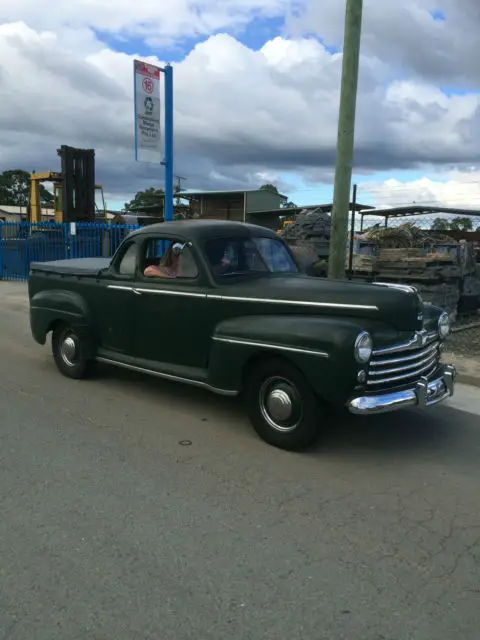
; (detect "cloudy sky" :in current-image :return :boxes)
[0,0,480,208]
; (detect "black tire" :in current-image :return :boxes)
[52,324,93,380]
[245,358,322,451]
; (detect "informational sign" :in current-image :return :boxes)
[133,60,163,164]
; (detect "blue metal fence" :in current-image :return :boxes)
[0,222,139,280]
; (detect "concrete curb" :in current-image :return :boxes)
[443,353,480,388]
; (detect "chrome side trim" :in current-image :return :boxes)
[372,282,418,293]
[107,284,133,291]
[107,284,379,311]
[213,336,329,358]
[347,365,457,416]
[207,294,379,311]
[95,356,238,396]
[134,287,207,300]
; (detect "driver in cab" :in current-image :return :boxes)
[143,242,185,278]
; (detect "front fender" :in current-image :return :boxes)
[209,315,362,402]
[30,289,92,344]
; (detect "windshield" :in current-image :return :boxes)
[205,237,298,279]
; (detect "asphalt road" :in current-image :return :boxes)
[0,283,480,640]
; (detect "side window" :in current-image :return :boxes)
[140,237,198,280]
[118,243,138,276]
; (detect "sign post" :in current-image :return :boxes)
[133,60,173,220]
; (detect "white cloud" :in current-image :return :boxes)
[359,167,480,210]
[0,0,480,198]
[0,0,291,46]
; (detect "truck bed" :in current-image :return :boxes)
[30,258,111,276]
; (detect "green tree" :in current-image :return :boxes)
[124,187,165,213]
[431,218,450,231]
[450,217,473,231]
[0,169,53,207]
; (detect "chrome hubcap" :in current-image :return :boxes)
[265,389,293,422]
[259,378,302,432]
[60,335,77,367]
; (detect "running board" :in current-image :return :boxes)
[95,356,238,396]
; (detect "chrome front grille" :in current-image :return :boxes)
[367,334,440,389]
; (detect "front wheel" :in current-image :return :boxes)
[52,325,93,380]
[245,359,321,451]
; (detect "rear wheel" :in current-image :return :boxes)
[245,359,321,451]
[52,324,93,380]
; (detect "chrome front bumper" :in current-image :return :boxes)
[347,364,457,415]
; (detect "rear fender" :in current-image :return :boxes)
[30,289,93,352]
[209,314,362,402]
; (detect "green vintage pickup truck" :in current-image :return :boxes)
[29,220,456,450]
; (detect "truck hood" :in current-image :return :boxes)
[221,275,423,331]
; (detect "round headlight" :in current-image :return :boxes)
[438,312,450,340]
[355,331,373,364]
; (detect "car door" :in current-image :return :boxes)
[93,239,138,356]
[135,235,209,369]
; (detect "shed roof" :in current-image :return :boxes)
[177,189,287,200]
[250,202,375,216]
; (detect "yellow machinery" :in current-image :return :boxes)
[277,219,295,233]
[29,171,106,222]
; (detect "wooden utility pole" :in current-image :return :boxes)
[328,0,363,278]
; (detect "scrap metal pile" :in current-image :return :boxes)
[280,218,480,320]
[280,208,332,277]
[353,223,480,320]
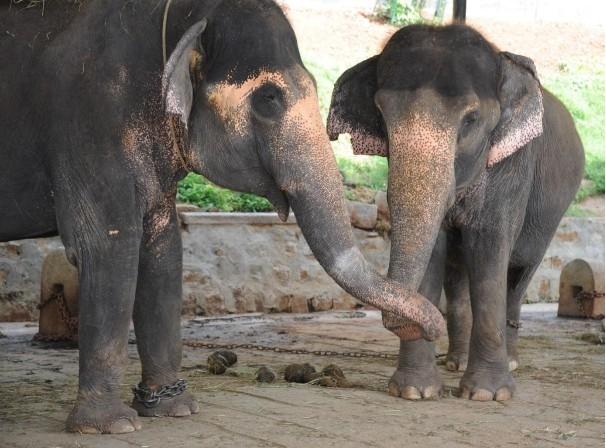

·····

Aufgabe> Skaliere den Teil der Auflistung, der mit ihrem Anfang beginnt und mit der Zeile schließt, die „[443,353,480,388]“ enthält, beide Enden eingeschlossen. Gib nur diese Zeilen vollständig wieder, multipliziere dabei jede Koordinate der Begrenzungsrahmen mit 0,55 und runde auf ganze Zahlen, Hälften nach oben, und lass das Bild weg.

Antwort>
; (detect "cloudy sky" :in current-image :return :boxes)
[0,0,264,114]
; (detect "black tire" :in current-image :return :boxes)
[29,178,51,209]
[135,197,177,248]
; (detect "informational sign" :in current-image :return :boxes)
[73,33,90,90]
; (detect "blue metal fence" :in current-image :return :boxes)
[0,122,76,154]
; (detect "concrete curb" :in current-image :return :boxes)
[244,194,264,213]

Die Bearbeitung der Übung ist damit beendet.